> **The exercise**
Collect every line of the data below that contains the word "orange", and copy each of those lines in full.
--- START Data entries ---
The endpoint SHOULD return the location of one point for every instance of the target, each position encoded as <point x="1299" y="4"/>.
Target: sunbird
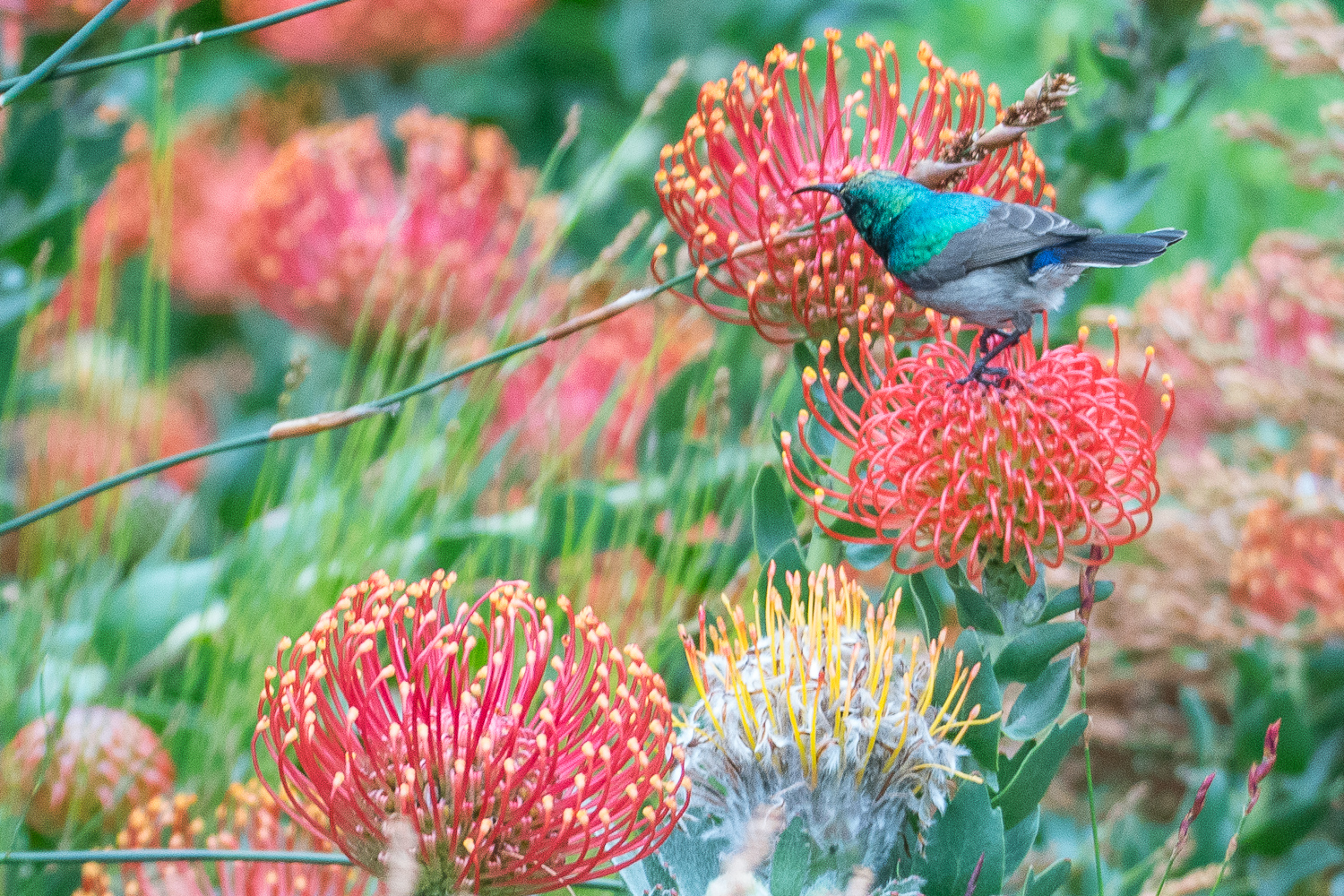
<point x="988" y="263"/>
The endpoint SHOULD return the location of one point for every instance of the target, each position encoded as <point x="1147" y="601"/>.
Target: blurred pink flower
<point x="328" y="228"/>
<point x="387" y="31"/>
<point x="214" y="164"/>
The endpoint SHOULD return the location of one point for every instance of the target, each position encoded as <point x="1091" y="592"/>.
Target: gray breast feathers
<point x="1011" y="231"/>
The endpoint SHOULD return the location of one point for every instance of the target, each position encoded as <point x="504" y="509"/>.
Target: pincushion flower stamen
<point x="758" y="137"/>
<point x="521" y="770"/>
<point x="1053" y="455"/>
<point x="822" y="708"/>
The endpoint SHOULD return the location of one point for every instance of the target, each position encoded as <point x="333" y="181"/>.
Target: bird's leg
<point x="981" y="367"/>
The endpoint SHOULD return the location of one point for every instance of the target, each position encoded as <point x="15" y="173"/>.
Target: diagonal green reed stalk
<point x="50" y="64"/>
<point x="389" y="403"/>
<point x="112" y="856"/>
<point x="56" y="70"/>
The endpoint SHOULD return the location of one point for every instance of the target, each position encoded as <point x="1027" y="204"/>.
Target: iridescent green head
<point x="873" y="201"/>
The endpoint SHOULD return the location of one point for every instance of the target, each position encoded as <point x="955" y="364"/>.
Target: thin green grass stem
<point x="56" y="72"/>
<point x="1091" y="794"/>
<point x="386" y="405"/>
<point x="50" y="64"/>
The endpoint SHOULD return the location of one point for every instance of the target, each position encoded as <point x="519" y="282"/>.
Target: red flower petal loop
<point x="1054" y="455"/>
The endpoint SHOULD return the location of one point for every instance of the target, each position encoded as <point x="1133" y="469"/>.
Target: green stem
<point x="56" y="72"/>
<point x="1091" y="796"/>
<point x="112" y="856"/>
<point x="50" y="64"/>
<point x="1228" y="856"/>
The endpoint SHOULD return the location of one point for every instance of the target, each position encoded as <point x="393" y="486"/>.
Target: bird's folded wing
<point x="1011" y="231"/>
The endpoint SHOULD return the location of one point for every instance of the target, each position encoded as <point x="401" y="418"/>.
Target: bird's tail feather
<point x="1115" y="250"/>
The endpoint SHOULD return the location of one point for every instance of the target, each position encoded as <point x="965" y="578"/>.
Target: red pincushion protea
<point x="513" y="783"/>
<point x="763" y="134"/>
<point x="387" y="31"/>
<point x="246" y="818"/>
<point x="1055" y="455"/>
<point x="102" y="763"/>
<point x="327" y="228"/>
<point x="1290" y="562"/>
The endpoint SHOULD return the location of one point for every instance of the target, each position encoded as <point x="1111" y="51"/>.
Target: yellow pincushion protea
<point x="825" y="710"/>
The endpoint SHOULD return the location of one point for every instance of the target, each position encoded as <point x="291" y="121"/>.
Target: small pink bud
<point x="1193" y="813"/>
<point x="1265" y="766"/>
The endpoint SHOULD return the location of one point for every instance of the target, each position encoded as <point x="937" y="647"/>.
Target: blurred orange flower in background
<point x="214" y="163"/>
<point x="104" y="762"/>
<point x="387" y="31"/>
<point x="328" y="226"/>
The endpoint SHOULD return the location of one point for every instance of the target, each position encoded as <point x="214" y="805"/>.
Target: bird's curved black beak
<point x="819" y="188"/>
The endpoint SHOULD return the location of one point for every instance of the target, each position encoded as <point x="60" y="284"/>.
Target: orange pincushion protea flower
<point x="104" y="763"/>
<point x="387" y="31"/>
<point x="1289" y="563"/>
<point x="328" y="228"/>
<point x="247" y="818"/>
<point x="1054" y="455"/>
<point x="763" y="134"/>
<point x="401" y="702"/>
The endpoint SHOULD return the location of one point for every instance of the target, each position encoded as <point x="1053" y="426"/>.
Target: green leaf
<point x="1067" y="600"/>
<point x="1201" y="723"/>
<point x="981" y="739"/>
<point x="866" y="556"/>
<point x="1021" y="796"/>
<point x="792" y="860"/>
<point x="691" y="860"/>
<point x="788" y="557"/>
<point x="1018" y="841"/>
<point x="926" y="606"/>
<point x="1101" y="150"/>
<point x="1048" y="882"/>
<point x="973" y="611"/>
<point x="1040" y="702"/>
<point x="1027" y="656"/>
<point x="969" y="828"/>
<point x="771" y="514"/>
<point x="32" y="155"/>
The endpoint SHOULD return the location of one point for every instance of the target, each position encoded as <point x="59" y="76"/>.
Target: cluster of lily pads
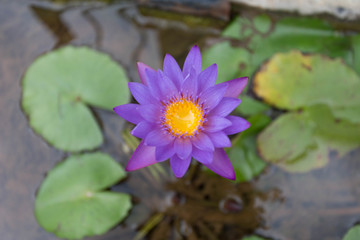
<point x="58" y="90"/>
<point x="311" y="73"/>
<point x="309" y="70"/>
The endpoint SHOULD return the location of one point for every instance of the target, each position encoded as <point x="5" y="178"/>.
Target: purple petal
<point x="225" y="107"/>
<point x="238" y="125"/>
<point x="158" y="137"/>
<point x="142" y="129"/>
<point x="193" y="60"/>
<point x="179" y="166"/>
<point x="142" y="157"/>
<point x="203" y="142"/>
<point x="221" y="165"/>
<point x="219" y="139"/>
<point x="172" y="70"/>
<point x="150" y="112"/>
<point x="129" y="112"/>
<point x="167" y="87"/>
<point x="211" y="96"/>
<point x="141" y="93"/>
<point x="215" y="124"/>
<point x="235" y="87"/>
<point x="204" y="157"/>
<point x="190" y="85"/>
<point x="142" y="68"/>
<point x="183" y="147"/>
<point x="207" y="78"/>
<point x="163" y="153"/>
<point x="153" y="82"/>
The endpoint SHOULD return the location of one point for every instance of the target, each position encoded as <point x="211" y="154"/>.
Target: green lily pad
<point x="72" y="203"/>
<point x="353" y="233"/>
<point x="286" y="138"/>
<point x="355" y="40"/>
<point x="294" y="80"/>
<point x="308" y="35"/>
<point x="250" y="106"/>
<point x="314" y="157"/>
<point x="304" y="34"/>
<point x="243" y="154"/>
<point x="253" y="237"/>
<point x="339" y="134"/>
<point x="300" y="142"/>
<point x="232" y="62"/>
<point x="262" y="23"/>
<point x="59" y="85"/>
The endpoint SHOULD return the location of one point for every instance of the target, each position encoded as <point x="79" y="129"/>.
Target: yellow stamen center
<point x="183" y="117"/>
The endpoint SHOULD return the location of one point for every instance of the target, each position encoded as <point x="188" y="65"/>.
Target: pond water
<point x="320" y="204"/>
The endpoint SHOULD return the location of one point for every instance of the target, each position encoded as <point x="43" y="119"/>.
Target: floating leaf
<point x="59" y="85"/>
<point x="239" y="28"/>
<point x="286" y="138"/>
<point x="71" y="201"/>
<point x="253" y="237"/>
<point x="349" y="113"/>
<point x="315" y="157"/>
<point x="355" y="40"/>
<point x="309" y="35"/>
<point x="353" y="233"/>
<point x="250" y="106"/>
<point x="232" y="62"/>
<point x="339" y="134"/>
<point x="294" y="80"/>
<point x="262" y="23"/>
<point x="243" y="154"/>
<point x="304" y="34"/>
<point x="300" y="142"/>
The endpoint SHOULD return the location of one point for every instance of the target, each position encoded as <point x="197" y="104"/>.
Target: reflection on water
<point x="321" y="204"/>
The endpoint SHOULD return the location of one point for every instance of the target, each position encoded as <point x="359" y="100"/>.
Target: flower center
<point x="183" y="117"/>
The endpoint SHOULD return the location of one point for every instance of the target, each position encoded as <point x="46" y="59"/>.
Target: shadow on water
<point x="321" y="204"/>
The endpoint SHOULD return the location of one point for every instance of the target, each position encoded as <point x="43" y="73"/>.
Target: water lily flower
<point x="182" y="115"/>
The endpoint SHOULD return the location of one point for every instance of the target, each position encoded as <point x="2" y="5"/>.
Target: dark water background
<point x="319" y="205"/>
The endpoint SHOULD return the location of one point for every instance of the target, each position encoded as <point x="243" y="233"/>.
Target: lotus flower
<point x="183" y="115"/>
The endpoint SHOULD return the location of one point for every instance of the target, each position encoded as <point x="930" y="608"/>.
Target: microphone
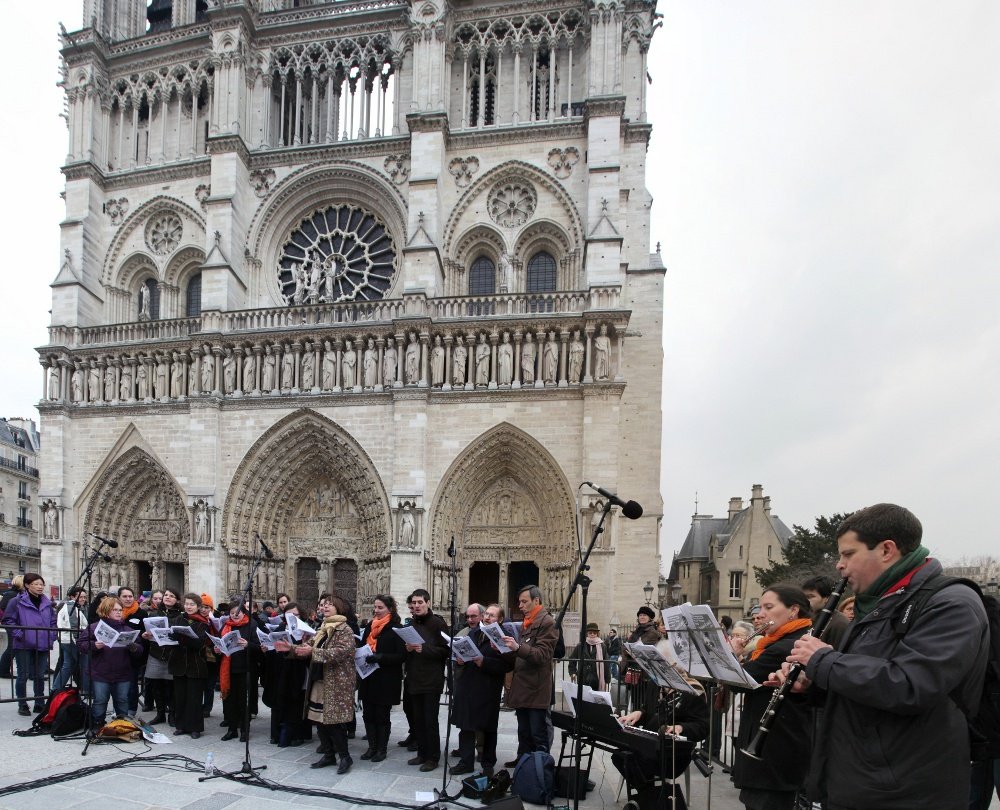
--- END Data entries ---
> **Problem solution**
Target: blurred orange flower in background
Target: orange pincushion protea flower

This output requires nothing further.